> DATA EXTRACT:
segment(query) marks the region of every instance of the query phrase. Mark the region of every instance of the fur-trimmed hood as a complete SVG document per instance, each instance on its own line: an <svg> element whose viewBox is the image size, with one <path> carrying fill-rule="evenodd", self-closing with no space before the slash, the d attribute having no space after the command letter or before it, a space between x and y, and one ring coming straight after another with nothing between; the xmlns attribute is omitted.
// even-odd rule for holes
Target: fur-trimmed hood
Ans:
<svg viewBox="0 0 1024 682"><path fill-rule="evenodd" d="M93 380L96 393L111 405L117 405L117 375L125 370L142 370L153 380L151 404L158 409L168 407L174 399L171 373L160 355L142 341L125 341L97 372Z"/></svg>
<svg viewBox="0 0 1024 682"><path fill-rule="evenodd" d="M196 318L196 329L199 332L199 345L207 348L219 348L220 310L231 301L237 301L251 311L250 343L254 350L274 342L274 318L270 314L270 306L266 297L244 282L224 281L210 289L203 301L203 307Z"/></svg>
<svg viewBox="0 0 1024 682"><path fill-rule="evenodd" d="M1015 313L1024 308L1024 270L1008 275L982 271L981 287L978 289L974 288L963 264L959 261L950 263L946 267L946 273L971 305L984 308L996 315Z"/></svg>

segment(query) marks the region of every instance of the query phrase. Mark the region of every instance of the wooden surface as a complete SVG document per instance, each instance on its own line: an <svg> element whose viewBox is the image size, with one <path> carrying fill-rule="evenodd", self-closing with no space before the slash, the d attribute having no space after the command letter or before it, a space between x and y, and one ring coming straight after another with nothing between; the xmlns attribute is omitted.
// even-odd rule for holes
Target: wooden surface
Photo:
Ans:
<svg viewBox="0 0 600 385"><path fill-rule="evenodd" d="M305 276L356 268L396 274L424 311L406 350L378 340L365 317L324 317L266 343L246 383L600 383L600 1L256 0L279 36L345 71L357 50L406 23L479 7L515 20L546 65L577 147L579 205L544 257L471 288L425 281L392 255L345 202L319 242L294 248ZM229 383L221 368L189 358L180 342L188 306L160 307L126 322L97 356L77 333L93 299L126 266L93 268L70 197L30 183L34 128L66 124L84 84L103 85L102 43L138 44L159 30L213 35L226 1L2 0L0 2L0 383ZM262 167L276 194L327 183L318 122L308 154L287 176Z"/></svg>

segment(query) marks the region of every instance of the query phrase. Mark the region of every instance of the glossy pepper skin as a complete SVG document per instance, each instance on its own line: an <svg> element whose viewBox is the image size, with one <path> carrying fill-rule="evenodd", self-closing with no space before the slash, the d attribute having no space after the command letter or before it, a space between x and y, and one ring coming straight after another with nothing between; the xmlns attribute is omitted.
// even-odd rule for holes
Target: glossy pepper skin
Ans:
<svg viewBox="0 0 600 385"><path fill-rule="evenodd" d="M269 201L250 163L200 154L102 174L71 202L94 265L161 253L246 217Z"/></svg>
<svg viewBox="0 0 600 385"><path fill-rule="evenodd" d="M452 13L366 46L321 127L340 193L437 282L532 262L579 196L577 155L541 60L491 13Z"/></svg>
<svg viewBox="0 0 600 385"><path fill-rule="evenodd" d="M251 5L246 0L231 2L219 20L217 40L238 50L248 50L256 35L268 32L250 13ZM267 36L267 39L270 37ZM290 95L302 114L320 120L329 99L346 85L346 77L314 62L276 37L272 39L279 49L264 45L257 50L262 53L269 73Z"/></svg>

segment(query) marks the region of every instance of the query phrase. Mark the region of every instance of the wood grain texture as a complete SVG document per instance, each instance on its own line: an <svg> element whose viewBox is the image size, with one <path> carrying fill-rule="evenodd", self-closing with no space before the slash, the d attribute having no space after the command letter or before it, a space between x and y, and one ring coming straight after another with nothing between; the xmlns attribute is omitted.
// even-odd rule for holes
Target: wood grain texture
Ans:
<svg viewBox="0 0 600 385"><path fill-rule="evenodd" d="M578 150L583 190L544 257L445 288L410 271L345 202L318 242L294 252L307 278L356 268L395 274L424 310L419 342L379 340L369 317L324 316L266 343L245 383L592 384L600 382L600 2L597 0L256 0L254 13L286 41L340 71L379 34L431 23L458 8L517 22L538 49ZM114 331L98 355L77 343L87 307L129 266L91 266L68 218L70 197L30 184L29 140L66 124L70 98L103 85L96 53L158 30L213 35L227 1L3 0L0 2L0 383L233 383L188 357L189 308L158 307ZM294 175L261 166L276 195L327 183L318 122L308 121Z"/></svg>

> TASK DIRECTIONS: Nothing but the lines from the first line of the listing above through the line holding "Target: fur-trimmed hood" should be reproduced, and each must match exactly.

> ANSWER FOR THE TASK:
segment(query) marks the region of every instance of the query phrase. Mark the region of every instance of the fur-trimmed hood as a complete SVG document per instance, each instance on its own line: an <svg> element whose viewBox is the image size, with one <path> carrying fill-rule="evenodd", self-closing with no space before the slash, the d attribute having no space after the command letter or before it, a space between x and y, and one ring coming straight after another with nothing between; the xmlns attribute is omitted.
// even-odd rule for holes
Target: fur-trimmed hood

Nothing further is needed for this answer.